— Written problem —
Look below for the line containing "of the shallow". Output it and each remaining line of the entries exactly, and nothing else.

━━━━━━

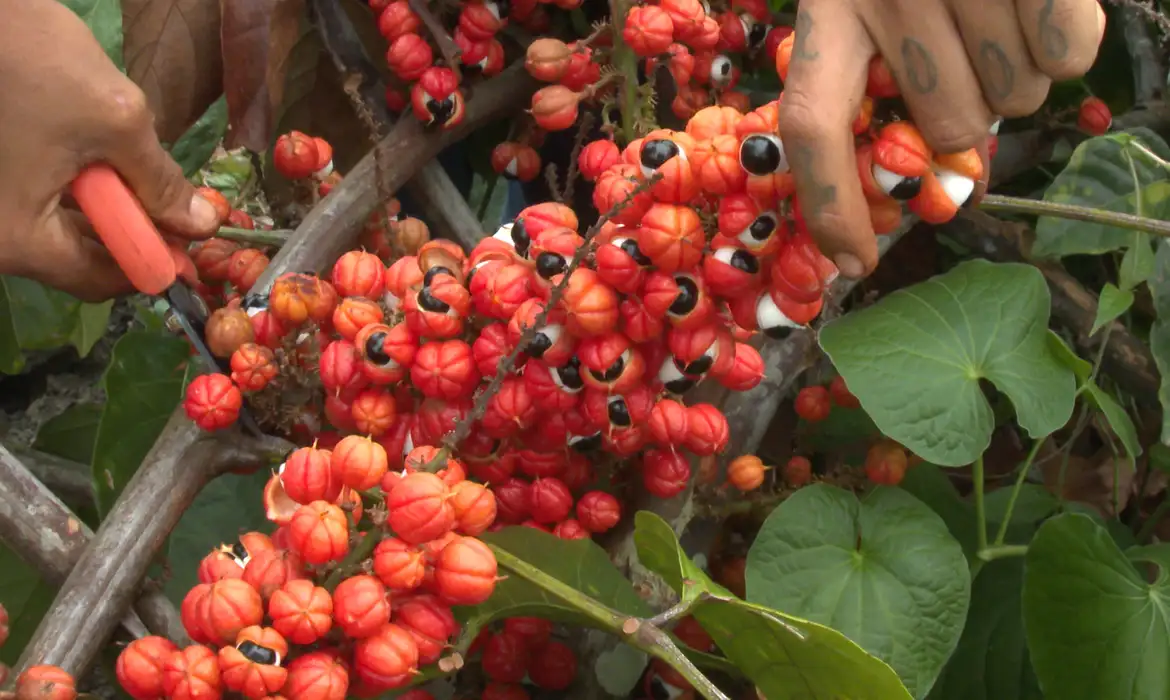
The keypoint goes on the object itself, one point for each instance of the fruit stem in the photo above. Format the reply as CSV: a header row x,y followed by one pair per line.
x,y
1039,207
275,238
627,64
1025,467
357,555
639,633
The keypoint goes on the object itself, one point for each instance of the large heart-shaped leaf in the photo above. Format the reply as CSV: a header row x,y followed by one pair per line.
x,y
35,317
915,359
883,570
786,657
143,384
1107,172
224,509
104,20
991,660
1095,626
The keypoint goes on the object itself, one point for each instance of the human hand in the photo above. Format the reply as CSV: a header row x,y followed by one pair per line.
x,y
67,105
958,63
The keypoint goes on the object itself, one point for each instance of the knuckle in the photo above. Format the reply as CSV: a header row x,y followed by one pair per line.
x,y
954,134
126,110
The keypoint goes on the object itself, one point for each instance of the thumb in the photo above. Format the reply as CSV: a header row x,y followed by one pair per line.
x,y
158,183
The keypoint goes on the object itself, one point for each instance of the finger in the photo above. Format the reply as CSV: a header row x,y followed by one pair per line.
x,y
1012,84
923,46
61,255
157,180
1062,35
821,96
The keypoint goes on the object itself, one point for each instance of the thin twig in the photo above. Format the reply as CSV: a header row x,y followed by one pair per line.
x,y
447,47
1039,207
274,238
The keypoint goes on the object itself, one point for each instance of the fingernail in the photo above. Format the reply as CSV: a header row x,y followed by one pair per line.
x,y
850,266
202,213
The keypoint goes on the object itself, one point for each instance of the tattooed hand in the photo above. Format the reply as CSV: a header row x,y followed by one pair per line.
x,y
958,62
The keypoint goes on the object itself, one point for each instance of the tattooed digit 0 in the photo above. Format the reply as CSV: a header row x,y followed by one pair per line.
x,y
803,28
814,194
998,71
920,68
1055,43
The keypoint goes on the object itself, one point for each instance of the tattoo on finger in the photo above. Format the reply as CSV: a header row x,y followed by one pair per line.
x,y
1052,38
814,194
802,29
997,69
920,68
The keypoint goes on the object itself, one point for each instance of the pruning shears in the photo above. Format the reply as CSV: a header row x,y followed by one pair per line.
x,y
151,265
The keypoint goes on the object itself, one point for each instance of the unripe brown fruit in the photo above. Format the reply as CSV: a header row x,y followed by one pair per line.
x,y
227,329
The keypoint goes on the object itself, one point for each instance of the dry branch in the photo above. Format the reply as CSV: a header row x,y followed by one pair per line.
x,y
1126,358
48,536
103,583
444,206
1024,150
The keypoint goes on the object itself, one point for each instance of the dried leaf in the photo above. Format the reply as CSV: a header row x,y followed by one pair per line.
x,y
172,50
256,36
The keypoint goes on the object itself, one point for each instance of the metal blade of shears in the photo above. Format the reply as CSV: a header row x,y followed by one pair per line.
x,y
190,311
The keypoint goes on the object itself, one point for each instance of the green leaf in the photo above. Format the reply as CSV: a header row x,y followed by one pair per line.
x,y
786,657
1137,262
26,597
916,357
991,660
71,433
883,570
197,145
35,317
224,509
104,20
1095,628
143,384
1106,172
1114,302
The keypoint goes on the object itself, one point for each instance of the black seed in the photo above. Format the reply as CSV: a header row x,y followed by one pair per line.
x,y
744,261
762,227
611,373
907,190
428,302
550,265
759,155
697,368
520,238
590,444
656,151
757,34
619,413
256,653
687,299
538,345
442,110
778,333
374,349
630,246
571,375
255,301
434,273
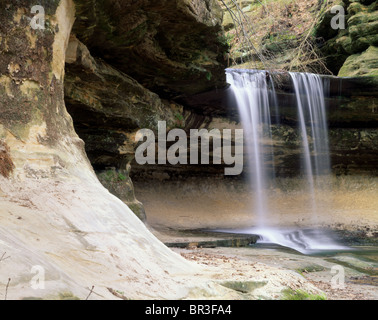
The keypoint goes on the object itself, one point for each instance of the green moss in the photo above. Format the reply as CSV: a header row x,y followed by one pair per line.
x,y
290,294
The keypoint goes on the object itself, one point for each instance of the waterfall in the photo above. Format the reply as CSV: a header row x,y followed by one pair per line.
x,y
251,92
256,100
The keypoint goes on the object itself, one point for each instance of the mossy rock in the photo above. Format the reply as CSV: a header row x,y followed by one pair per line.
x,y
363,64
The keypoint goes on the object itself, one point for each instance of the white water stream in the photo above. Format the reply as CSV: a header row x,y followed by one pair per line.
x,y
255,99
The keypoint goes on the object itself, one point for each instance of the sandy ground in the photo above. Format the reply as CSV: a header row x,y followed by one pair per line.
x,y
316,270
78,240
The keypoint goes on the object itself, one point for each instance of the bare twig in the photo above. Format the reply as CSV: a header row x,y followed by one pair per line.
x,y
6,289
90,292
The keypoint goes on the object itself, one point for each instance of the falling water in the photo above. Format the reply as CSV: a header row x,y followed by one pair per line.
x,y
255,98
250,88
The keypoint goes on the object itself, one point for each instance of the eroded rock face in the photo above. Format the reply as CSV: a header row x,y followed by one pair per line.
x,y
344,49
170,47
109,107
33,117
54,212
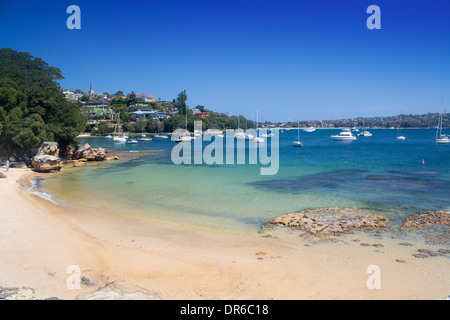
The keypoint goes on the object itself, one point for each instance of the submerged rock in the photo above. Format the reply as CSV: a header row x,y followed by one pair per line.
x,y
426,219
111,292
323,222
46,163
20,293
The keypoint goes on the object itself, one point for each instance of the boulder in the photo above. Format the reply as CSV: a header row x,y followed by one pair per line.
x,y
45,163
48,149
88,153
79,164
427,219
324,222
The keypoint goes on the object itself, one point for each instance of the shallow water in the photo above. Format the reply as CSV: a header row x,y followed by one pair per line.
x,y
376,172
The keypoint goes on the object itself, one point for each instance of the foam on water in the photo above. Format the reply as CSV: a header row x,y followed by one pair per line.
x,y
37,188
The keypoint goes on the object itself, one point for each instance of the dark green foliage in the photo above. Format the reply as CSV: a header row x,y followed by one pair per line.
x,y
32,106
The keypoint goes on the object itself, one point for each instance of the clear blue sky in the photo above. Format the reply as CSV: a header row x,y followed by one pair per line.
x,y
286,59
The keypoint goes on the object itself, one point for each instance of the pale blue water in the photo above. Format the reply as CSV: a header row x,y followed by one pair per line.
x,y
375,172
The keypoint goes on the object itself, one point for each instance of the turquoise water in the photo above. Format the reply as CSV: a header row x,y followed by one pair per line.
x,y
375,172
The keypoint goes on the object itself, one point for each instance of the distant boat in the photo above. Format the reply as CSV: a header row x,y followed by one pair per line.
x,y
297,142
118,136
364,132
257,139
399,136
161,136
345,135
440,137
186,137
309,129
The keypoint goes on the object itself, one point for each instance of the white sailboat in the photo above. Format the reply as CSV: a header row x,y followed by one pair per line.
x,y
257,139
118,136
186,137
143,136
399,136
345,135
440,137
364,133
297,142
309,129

━━━━━━

— Written solution —
The keypoint goes on the object itself, one point for each instance of the shallow water in the photo above. Format the reply as CSV: a header row x,y followed by one pair per line.
x,y
376,172
The keypoint goes on the object itself, one point for each instance of the foam on water in the photo above. Format the reply as CSV: a header row x,y followed by one pair per line.
x,y
37,188
The keypoint goes on the object itself, one point for each instance of the dark green foliage in the photo above. Format the reply as CSV: a header row x,y followed by one pair per line.
x,y
32,106
The keypoint goes on the object itself, one point for each instance of the clear blue sky in the photo above. Format the reply as CSV: a header row x,y followed by one pair per line.
x,y
286,59
The keypoint goes on the object itself, one point for each instance of the pale blue water in the photo above. Format the reply as CSV: a header row x,y followed by one pair per line.
x,y
375,172
The keypoint goes on the object itself, one point for each instance of the turquoise water in the photo above. Format the reply as CSV: a header row x,y followed by one pair per line.
x,y
375,172
The keypoint goes on the object itself, one point for each instance of the distant boat in the photo above. Format the reply as CSV: a header row x,y followed by one pair per line.
x,y
297,142
118,136
364,132
257,139
399,136
161,136
345,135
440,137
186,137
309,129
The keypoint goes on the object itself, one point for each instance of the white sailboat in the photo above. Format the reply as CSV: a header row x,y followed by one pair per line.
x,y
257,139
118,136
186,137
143,136
399,136
345,135
440,137
364,133
297,142
309,129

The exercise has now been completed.